-- Opening Marker --

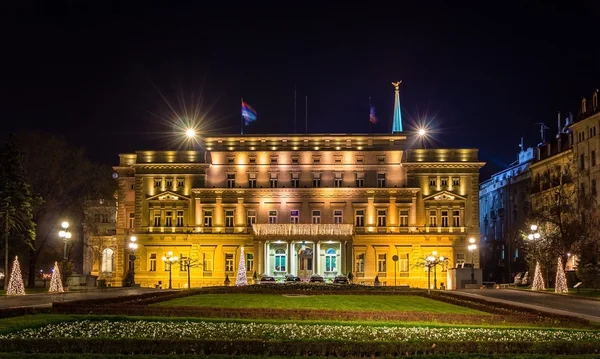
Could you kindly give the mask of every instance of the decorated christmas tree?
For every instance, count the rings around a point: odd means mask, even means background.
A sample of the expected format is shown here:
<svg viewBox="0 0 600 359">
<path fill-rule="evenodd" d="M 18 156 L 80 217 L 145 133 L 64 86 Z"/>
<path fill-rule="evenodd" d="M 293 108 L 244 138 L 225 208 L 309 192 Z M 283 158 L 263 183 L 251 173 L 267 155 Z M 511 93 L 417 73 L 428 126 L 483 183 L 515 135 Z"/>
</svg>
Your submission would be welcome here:
<svg viewBox="0 0 600 359">
<path fill-rule="evenodd" d="M 565 269 L 562 265 L 562 259 L 558 257 L 558 267 L 556 268 L 556 285 L 554 286 L 555 293 L 568 293 L 569 287 L 567 287 L 567 277 L 565 276 Z"/>
<path fill-rule="evenodd" d="M 540 262 L 535 263 L 535 273 L 533 274 L 533 284 L 531 290 L 545 290 L 544 278 L 542 278 L 542 269 L 540 268 Z"/>
<path fill-rule="evenodd" d="M 58 262 L 54 262 L 54 270 L 52 271 L 52 279 L 50 280 L 50 290 L 48 292 L 59 292 L 62 293 L 63 289 L 62 281 L 60 280 L 60 270 L 58 269 Z"/>
<path fill-rule="evenodd" d="M 248 279 L 246 278 L 246 262 L 244 258 L 244 247 L 240 253 L 240 265 L 238 266 L 237 279 L 235 280 L 236 286 L 248 285 Z"/>
<path fill-rule="evenodd" d="M 19 258 L 15 256 L 6 295 L 25 295 L 25 286 L 23 285 L 23 276 L 21 275 L 21 266 Z"/>
</svg>

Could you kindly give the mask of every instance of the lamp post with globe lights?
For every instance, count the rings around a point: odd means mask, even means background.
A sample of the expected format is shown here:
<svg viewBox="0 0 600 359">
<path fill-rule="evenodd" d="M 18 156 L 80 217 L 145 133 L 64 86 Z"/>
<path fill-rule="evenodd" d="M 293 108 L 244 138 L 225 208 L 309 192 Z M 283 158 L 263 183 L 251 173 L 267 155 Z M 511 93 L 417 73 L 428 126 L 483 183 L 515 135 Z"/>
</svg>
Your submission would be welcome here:
<svg viewBox="0 0 600 359">
<path fill-rule="evenodd" d="M 529 234 L 527 235 L 527 239 L 529 239 L 530 241 L 537 241 L 539 240 L 542 236 L 540 234 L 540 232 L 538 231 L 539 227 L 537 224 L 532 224 L 529 229 L 531 230 L 531 232 L 529 232 Z M 537 247 L 537 246 L 536 246 Z M 534 248 L 535 251 L 535 248 Z M 535 272 L 533 274 L 533 283 L 531 285 L 531 289 L 532 290 L 543 290 L 544 287 L 544 279 L 542 278 L 542 272 L 541 272 L 541 268 L 540 268 L 540 260 L 538 257 L 538 253 L 534 253 L 535 255 Z M 546 273 L 546 277 L 547 277 L 547 273 Z"/>
<path fill-rule="evenodd" d="M 173 252 L 169 252 L 167 253 L 166 256 L 162 257 L 162 260 L 165 264 L 168 264 L 169 266 L 169 289 L 171 288 L 171 273 L 173 271 L 173 264 L 177 263 L 177 260 L 179 260 L 179 258 L 177 258 L 177 256 L 173 255 Z"/>
<path fill-rule="evenodd" d="M 430 255 L 425 258 L 425 265 L 427 266 L 427 294 L 431 294 L 431 268 L 433 267 L 433 289 L 437 289 L 437 265 L 442 264 L 447 259 L 444 256 L 438 256 L 437 251 L 431 252 Z"/>
<path fill-rule="evenodd" d="M 129 249 L 131 249 L 131 254 L 129 255 L 129 260 L 131 261 L 131 286 L 135 285 L 135 250 L 138 248 L 138 244 L 136 243 L 137 237 L 131 236 L 129 237 Z"/>
<path fill-rule="evenodd" d="M 67 282 L 67 244 L 69 243 L 69 239 L 71 239 L 71 231 L 69 230 L 69 222 L 64 221 L 60 224 L 60 226 L 62 227 L 62 229 L 58 232 L 58 236 L 60 238 L 62 238 L 63 243 L 64 243 L 64 249 L 63 249 L 63 283 Z"/>
<path fill-rule="evenodd" d="M 471 284 L 475 284 L 475 250 L 477 249 L 477 244 L 475 244 L 475 238 L 469 238 L 469 246 L 467 249 L 471 252 Z"/>
</svg>

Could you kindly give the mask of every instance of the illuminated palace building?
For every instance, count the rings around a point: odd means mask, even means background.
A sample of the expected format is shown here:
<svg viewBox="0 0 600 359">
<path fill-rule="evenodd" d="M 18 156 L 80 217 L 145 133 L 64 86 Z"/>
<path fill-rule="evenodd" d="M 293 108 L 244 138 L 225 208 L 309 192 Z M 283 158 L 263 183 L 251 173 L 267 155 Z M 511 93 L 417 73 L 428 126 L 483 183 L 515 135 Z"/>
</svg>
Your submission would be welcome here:
<svg viewBox="0 0 600 359">
<path fill-rule="evenodd" d="M 352 272 L 355 283 L 426 287 L 424 259 L 437 251 L 445 282 L 448 267 L 471 262 L 467 238 L 479 241 L 483 163 L 475 149 L 413 140 L 231 135 L 203 138 L 203 151 L 121 154 L 115 230 L 86 237 L 85 267 L 112 286 L 131 269 L 142 287 L 166 288 L 169 275 L 173 288 L 188 275 L 192 287 L 234 284 L 243 247 L 249 279 Z"/>
</svg>

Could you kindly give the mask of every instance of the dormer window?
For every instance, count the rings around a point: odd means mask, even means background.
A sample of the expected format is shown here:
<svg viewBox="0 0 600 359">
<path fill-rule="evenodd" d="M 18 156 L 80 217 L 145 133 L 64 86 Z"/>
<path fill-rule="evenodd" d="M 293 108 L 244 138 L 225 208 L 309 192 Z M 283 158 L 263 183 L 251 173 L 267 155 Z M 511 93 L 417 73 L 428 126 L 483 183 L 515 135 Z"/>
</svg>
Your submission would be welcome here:
<svg viewBox="0 0 600 359">
<path fill-rule="evenodd" d="M 248 163 L 251 164 L 251 165 L 255 165 L 256 164 L 256 157 L 254 157 L 254 156 L 248 157 Z"/>
<path fill-rule="evenodd" d="M 365 156 L 356 156 L 356 164 L 362 165 L 365 163 Z"/>
<path fill-rule="evenodd" d="M 442 178 L 440 181 L 442 182 L 442 187 L 448 186 L 448 179 L 447 178 Z"/>
<path fill-rule="evenodd" d="M 435 177 L 429 178 L 429 187 L 437 187 L 437 178 L 435 178 Z"/>
<path fill-rule="evenodd" d="M 594 92 L 592 95 L 592 109 L 596 110 L 598 108 L 598 90 Z"/>
<path fill-rule="evenodd" d="M 377 156 L 377 163 L 384 164 L 385 163 L 385 155 Z"/>
<path fill-rule="evenodd" d="M 154 180 L 154 188 L 161 188 L 162 187 L 162 179 L 155 179 Z"/>
<path fill-rule="evenodd" d="M 173 187 L 173 179 L 172 178 L 167 178 L 166 183 L 167 183 L 167 188 Z"/>
<path fill-rule="evenodd" d="M 298 156 L 292 156 L 292 164 L 293 165 L 297 165 L 298 164 Z"/>
<path fill-rule="evenodd" d="M 313 156 L 313 164 L 318 165 L 321 163 L 321 156 Z"/>
<path fill-rule="evenodd" d="M 278 157 L 277 156 L 271 156 L 271 164 L 272 165 L 276 165 L 278 162 Z"/>
<path fill-rule="evenodd" d="M 336 163 L 336 164 L 342 163 L 342 156 L 335 156 L 333 158 L 333 162 Z"/>
<path fill-rule="evenodd" d="M 584 98 L 583 100 L 581 100 L 581 113 L 586 113 L 586 112 L 587 112 L 587 101 Z"/>
<path fill-rule="evenodd" d="M 227 164 L 228 165 L 232 165 L 234 164 L 234 157 L 233 156 L 227 156 Z"/>
</svg>

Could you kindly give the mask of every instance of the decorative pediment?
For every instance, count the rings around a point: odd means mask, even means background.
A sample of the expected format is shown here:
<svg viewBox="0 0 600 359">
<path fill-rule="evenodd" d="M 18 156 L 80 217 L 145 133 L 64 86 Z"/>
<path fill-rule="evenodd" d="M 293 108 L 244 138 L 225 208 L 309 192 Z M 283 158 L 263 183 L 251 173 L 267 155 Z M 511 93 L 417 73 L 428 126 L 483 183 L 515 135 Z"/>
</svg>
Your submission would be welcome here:
<svg viewBox="0 0 600 359">
<path fill-rule="evenodd" d="M 441 191 L 423 198 L 424 201 L 464 201 L 465 197 L 459 196 L 456 193 Z"/>
<path fill-rule="evenodd" d="M 165 191 L 148 197 L 148 201 L 189 201 L 190 197 L 172 191 Z"/>
</svg>

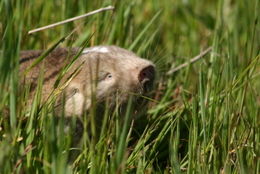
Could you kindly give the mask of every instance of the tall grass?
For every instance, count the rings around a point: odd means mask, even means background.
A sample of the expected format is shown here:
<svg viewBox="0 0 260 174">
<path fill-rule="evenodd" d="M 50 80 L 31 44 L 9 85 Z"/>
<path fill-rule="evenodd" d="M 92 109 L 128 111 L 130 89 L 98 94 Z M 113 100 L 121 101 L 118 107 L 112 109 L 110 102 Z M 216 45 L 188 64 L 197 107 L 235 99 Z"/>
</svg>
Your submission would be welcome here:
<svg viewBox="0 0 260 174">
<path fill-rule="evenodd" d="M 27 34 L 107 5 L 114 12 Z M 259 16 L 258 0 L 0 1 L 0 173 L 260 173 Z M 77 120 L 64 132 L 68 121 L 40 102 L 42 78 L 31 106 L 18 83 L 20 50 L 51 48 L 75 28 L 59 46 L 94 33 L 87 46 L 118 45 L 157 66 L 142 114 L 129 100 L 125 114 L 105 109 L 95 122 L 93 107 L 78 146 Z M 209 46 L 201 61 L 166 75 Z"/>
</svg>

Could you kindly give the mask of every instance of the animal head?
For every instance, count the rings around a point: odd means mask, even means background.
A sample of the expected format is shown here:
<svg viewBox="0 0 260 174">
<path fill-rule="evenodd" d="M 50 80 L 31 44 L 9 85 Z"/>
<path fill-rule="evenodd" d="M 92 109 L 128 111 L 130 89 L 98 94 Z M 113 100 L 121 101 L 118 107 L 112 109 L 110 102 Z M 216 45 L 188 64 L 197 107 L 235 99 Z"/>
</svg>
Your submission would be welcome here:
<svg viewBox="0 0 260 174">
<path fill-rule="evenodd" d="M 116 46 L 98 46 L 84 49 L 77 63 L 82 64 L 79 74 L 65 92 L 65 115 L 82 115 L 98 103 L 122 104 L 129 95 L 148 92 L 155 78 L 155 65 L 134 53 Z M 71 91 L 74 94 L 71 95 Z"/>
<path fill-rule="evenodd" d="M 21 83 L 31 84 L 29 101 L 33 99 L 37 79 L 41 74 L 44 74 L 43 100 L 52 95 L 57 75 L 78 52 L 78 48 L 57 48 L 22 77 Z M 43 51 L 22 51 L 20 72 L 25 71 L 42 53 Z M 129 95 L 143 95 L 149 91 L 155 77 L 155 65 L 151 61 L 117 46 L 84 49 L 63 81 L 79 67 L 77 75 L 70 79 L 62 95 L 58 97 L 57 111 L 61 109 L 60 101 L 64 101 L 65 116 L 82 115 L 91 107 L 93 98 L 98 103 L 108 101 L 110 106 L 113 106 L 126 102 Z"/>
</svg>

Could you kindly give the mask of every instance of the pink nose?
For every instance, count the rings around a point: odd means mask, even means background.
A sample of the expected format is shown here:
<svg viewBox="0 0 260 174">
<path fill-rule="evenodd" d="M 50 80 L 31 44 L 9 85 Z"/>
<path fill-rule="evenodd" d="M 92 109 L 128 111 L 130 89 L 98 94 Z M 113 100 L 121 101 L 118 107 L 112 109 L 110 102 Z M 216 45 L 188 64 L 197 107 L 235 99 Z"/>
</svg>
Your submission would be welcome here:
<svg viewBox="0 0 260 174">
<path fill-rule="evenodd" d="M 144 89 L 147 90 L 147 88 L 152 86 L 154 77 L 155 77 L 154 66 L 149 65 L 140 71 L 138 75 L 138 80 L 143 85 Z"/>
</svg>

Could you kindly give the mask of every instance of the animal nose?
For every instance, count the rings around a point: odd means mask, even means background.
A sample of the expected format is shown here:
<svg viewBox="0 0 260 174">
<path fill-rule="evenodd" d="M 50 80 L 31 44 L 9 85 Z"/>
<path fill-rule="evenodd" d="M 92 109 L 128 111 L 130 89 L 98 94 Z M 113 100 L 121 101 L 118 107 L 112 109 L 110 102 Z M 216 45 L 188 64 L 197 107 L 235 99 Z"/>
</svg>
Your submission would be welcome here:
<svg viewBox="0 0 260 174">
<path fill-rule="evenodd" d="M 152 65 L 149 65 L 145 68 L 143 68 L 139 75 L 138 80 L 143 85 L 145 90 L 148 90 L 147 88 L 151 87 L 154 81 L 155 77 L 155 68 Z"/>
</svg>

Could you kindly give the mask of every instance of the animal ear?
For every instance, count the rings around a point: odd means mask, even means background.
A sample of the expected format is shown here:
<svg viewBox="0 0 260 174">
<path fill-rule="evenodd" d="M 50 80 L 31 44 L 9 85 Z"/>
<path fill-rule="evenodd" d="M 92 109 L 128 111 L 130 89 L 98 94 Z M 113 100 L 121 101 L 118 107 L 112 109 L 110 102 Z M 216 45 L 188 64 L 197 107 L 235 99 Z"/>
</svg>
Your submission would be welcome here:
<svg viewBox="0 0 260 174">
<path fill-rule="evenodd" d="M 77 92 L 79 92 L 79 89 L 76 87 L 71 87 L 66 90 L 66 98 L 70 98 L 73 95 L 75 95 Z"/>
<path fill-rule="evenodd" d="M 57 102 L 55 104 L 55 108 L 58 108 L 58 110 L 61 110 L 62 106 L 65 106 L 66 101 L 69 100 L 71 97 L 73 97 L 78 92 L 79 92 L 78 88 L 68 87 L 58 97 Z"/>
</svg>

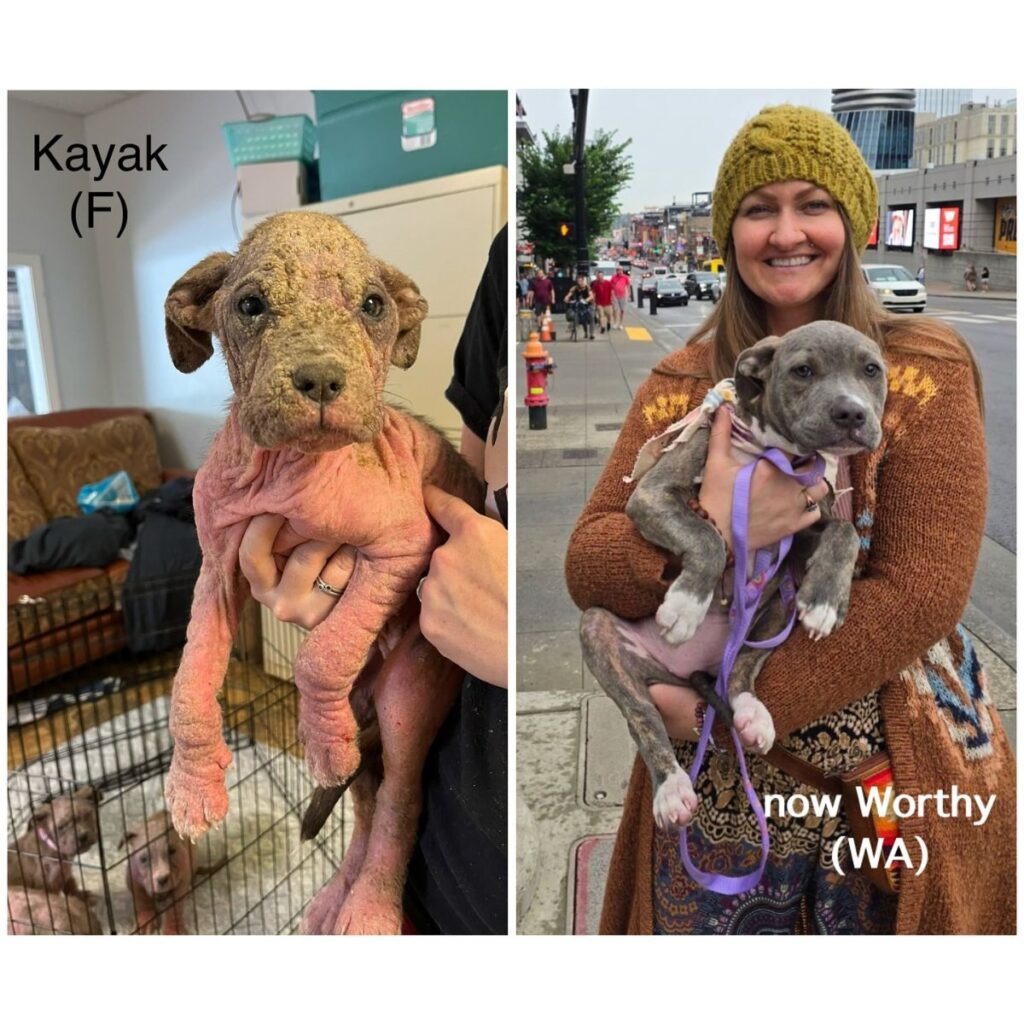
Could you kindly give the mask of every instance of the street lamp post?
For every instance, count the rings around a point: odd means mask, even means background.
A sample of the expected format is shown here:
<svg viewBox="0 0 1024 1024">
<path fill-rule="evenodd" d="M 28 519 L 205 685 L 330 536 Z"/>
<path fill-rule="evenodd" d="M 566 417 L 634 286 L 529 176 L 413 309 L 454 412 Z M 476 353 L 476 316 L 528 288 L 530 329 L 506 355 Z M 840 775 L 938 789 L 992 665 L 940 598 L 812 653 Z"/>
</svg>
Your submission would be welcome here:
<svg viewBox="0 0 1024 1024">
<path fill-rule="evenodd" d="M 590 277 L 590 252 L 587 246 L 587 201 L 586 201 L 586 135 L 587 97 L 589 89 L 570 89 L 573 108 L 573 160 L 575 176 L 573 184 L 576 195 L 576 273 Z"/>
</svg>

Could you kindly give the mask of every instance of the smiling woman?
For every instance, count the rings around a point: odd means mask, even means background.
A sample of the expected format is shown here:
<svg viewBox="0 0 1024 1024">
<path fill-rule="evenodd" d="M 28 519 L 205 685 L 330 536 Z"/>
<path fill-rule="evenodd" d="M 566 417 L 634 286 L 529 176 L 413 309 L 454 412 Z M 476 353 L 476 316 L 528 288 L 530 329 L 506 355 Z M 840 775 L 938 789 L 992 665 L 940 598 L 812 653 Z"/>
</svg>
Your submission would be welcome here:
<svg viewBox="0 0 1024 1024">
<path fill-rule="evenodd" d="M 772 334 L 820 319 L 845 241 L 835 200 L 809 181 L 744 197 L 732 229 L 736 272 L 768 308 Z"/>
</svg>

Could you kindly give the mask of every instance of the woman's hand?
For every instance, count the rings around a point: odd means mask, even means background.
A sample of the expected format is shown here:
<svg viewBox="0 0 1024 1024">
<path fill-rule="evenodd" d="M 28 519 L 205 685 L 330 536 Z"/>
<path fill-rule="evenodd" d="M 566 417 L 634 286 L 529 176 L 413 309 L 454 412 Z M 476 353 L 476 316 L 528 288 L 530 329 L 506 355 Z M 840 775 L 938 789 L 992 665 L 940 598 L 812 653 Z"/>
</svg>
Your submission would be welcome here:
<svg viewBox="0 0 1024 1024">
<path fill-rule="evenodd" d="M 312 629 L 338 603 L 335 595 L 316 586 L 317 577 L 344 591 L 355 568 L 356 549 L 309 540 L 296 533 L 284 516 L 262 515 L 246 527 L 238 562 L 260 604 L 282 622 Z"/>
<path fill-rule="evenodd" d="M 508 533 L 438 487 L 428 484 L 423 498 L 448 539 L 420 587 L 420 629 L 467 672 L 508 686 Z"/>
<path fill-rule="evenodd" d="M 733 452 L 730 441 L 732 417 L 726 406 L 715 413 L 708 445 L 708 459 L 700 488 L 700 503 L 726 543 L 732 545 L 732 492 L 736 474 L 743 468 Z M 807 511 L 807 500 L 821 501 L 828 495 L 824 480 L 809 487 L 786 476 L 770 462 L 762 459 L 754 469 L 750 482 L 750 520 L 747 549 L 766 548 L 783 537 L 805 530 L 821 518 L 817 507 Z"/>
</svg>

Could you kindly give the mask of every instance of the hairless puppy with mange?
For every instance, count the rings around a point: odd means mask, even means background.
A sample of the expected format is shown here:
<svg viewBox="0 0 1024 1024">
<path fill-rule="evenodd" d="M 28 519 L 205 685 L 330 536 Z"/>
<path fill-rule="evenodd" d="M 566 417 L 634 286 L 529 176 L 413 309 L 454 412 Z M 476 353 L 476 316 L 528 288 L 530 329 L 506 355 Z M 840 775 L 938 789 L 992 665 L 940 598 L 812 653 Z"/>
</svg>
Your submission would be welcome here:
<svg viewBox="0 0 1024 1024">
<path fill-rule="evenodd" d="M 198 369 L 215 333 L 234 390 L 194 489 L 203 565 L 171 704 L 174 827 L 194 840 L 227 811 L 217 694 L 248 595 L 238 554 L 249 521 L 277 514 L 304 540 L 352 545 L 351 579 L 295 661 L 299 733 L 321 786 L 350 783 L 377 731 L 380 752 L 365 756 L 380 771 L 353 787 L 356 834 L 307 927 L 398 932 L 423 762 L 460 673 L 414 621 L 397 645 L 394 627 L 441 539 L 424 485 L 482 501 L 441 434 L 383 401 L 389 367 L 416 358 L 427 303 L 336 218 L 287 213 L 237 255 L 193 267 L 165 311 L 174 365 Z"/>
</svg>

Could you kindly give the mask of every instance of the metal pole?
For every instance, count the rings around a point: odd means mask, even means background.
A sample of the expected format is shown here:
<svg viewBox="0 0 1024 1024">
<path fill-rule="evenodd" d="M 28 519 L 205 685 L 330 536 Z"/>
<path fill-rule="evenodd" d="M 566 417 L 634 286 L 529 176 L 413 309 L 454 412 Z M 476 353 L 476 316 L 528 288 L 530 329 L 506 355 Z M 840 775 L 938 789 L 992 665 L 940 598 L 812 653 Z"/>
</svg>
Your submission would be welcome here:
<svg viewBox="0 0 1024 1024">
<path fill-rule="evenodd" d="M 573 159 L 576 173 L 573 184 L 576 190 L 576 273 L 586 274 L 590 280 L 590 249 L 587 245 L 587 199 L 586 199 L 586 137 L 587 97 L 589 89 L 573 89 L 572 105 L 575 112 L 573 122 Z"/>
</svg>

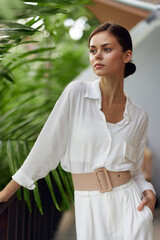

-- Closing Marker --

PROBLEM DETAILS:
The total is all that is wanted here: please count the lines of the material that contain the word "with".

EXERCISE SOLUTION:
2